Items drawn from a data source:
----------

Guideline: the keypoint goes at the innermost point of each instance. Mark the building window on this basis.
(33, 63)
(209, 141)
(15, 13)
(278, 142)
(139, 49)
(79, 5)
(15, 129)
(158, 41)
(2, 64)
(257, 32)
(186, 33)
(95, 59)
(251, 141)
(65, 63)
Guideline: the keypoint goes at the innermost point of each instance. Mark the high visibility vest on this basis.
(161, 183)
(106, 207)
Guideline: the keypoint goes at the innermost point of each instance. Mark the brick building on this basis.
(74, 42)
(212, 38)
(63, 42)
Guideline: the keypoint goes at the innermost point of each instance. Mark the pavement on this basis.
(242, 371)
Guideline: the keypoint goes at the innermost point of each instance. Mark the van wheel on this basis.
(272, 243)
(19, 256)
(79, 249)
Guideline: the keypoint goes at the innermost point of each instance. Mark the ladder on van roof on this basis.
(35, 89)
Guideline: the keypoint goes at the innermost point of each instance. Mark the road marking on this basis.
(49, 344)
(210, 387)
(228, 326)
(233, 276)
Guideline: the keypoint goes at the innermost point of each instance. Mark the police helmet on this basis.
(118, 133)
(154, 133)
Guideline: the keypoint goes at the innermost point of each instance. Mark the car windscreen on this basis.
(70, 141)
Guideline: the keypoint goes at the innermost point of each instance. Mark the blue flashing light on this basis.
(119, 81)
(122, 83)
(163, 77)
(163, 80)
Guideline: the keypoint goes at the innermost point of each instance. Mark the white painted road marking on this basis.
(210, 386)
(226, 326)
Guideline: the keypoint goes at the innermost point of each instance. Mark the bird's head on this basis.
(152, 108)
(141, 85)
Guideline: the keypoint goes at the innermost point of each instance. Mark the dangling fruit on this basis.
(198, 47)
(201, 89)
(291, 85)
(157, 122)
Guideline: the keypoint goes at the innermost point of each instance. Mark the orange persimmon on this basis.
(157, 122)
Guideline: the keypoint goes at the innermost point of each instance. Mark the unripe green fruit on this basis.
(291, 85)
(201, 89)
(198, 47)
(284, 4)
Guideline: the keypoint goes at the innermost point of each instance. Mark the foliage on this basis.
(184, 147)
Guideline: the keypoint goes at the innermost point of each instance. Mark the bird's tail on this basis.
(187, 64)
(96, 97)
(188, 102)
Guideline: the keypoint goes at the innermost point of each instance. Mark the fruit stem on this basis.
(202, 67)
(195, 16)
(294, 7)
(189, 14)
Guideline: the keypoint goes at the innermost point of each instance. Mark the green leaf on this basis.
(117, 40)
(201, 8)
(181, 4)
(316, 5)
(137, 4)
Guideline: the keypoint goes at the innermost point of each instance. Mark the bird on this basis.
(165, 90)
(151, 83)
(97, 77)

----------

• GIVEN PROBLEM: Write out again every line of the records, starting with the line containing "head on this basis." and going on through the end of the records. Rescale each keypoint coordinate in the answers by multiplying it by 1.4 and rounding to a whole number, with halves rounded up.

• RESULT FOR THIS EXERCISE:
Guideline: the keypoint goes at the innermost point of each instance. Mark the bird's head on this basis.
(213, 151)
(197, 119)
Guideline: the keypoint goes at the innermost point of each instance. Mark the dangling fruit on this basis.
(277, 66)
(281, 125)
(407, 119)
(220, 171)
Guideline: the keypoint goes at the innermost point of each instance. Mark the orange persimmon on this basis.
(220, 171)
Guideline: the keypoint goes at the innermost point of each instance. Mark the unripe green fruit on this basis.
(407, 119)
(281, 125)
(277, 66)
(398, 6)
Guideline: the keypoint goes at the innermost point of each instance. Mark the foliage on this basis.
(258, 206)
Guideline: the keypoint goes at the innermost point of each instance. Mark the bird's tail on this basis.
(262, 90)
(134, 136)
(263, 143)
Guideline: the keypoint goes at the innermost point of each instance. Mark the fruit stem on this basis.
(283, 94)
(273, 22)
(412, 10)
(265, 20)
Guideline: the keypoint goes at the innermost point of each instance. Mark the green leaf on this basis.
(164, 56)
(281, 11)
(253, 6)
(442, 7)
(192, 6)
Guideline: the keypoint goes at the innermost point of each instance. Mark the bird on this basis.
(231, 126)
(211, 116)
(136, 108)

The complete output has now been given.